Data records
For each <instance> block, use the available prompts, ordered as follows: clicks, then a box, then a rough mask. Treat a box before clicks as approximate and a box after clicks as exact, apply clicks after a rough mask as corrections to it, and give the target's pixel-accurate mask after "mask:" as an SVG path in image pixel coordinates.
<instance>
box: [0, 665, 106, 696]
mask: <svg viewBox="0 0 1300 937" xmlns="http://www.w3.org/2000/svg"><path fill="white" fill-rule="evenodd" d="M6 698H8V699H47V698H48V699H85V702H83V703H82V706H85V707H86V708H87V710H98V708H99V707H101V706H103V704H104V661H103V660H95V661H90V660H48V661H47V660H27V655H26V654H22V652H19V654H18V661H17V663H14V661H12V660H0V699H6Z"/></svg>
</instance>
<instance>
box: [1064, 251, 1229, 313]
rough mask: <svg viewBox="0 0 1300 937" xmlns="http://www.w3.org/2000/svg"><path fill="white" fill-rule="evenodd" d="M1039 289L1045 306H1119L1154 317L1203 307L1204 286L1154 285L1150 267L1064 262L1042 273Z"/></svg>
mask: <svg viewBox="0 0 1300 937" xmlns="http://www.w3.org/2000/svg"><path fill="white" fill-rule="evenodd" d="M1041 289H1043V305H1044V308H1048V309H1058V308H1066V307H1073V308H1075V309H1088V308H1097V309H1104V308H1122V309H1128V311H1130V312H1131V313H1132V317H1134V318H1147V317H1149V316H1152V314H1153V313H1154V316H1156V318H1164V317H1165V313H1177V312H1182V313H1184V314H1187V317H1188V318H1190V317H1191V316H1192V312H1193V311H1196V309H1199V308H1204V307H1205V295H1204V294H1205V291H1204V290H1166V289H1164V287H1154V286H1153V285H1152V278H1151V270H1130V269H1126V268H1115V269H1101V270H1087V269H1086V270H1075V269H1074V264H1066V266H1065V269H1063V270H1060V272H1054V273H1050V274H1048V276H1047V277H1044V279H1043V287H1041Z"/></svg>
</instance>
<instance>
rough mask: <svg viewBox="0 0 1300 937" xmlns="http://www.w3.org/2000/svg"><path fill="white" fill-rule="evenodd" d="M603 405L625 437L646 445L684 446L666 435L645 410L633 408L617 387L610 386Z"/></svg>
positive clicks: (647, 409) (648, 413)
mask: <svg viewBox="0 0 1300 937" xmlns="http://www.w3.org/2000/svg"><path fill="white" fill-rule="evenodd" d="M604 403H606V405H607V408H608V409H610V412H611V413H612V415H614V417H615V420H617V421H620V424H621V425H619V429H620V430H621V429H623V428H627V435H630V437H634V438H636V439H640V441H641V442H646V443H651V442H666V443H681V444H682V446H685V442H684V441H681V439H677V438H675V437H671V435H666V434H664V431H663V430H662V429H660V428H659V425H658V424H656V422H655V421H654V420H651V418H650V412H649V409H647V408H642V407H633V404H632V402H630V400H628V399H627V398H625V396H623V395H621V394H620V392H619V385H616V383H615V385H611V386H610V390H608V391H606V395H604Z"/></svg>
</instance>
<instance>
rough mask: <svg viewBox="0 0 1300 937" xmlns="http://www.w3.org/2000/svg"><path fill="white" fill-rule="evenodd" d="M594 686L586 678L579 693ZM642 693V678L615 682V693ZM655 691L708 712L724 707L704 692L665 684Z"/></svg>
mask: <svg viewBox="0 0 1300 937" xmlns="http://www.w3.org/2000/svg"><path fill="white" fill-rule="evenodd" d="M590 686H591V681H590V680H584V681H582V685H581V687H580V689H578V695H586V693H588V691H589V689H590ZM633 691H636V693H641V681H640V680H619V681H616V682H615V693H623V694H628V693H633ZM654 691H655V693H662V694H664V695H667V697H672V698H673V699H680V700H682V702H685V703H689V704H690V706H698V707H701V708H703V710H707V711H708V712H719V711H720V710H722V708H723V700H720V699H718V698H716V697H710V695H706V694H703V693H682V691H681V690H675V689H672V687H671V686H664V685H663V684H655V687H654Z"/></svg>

■ **EXERCISE DESCRIPTION**
Take the stretch of lines above from the one containing "box: [0, 665, 106, 696]" through the one containing "box: [1064, 251, 1229, 313]" and repeat it exactly, adding no other line.

■ **ANSWER BOX**
box: [0, 665, 106, 696]
mask: <svg viewBox="0 0 1300 937" xmlns="http://www.w3.org/2000/svg"><path fill="white" fill-rule="evenodd" d="M6 698H8V699H47V698H48V699H85V702H83V703H82V706H85V707H86V708H87V710H98V708H99V707H101V706H103V704H104V661H103V660H95V661H90V660H48V661H47V660H27V655H26V654H22V652H19V654H18V661H17V663H14V661H12V660H0V699H6Z"/></svg>
</instance>
<instance>
box: [1064, 251, 1229, 313]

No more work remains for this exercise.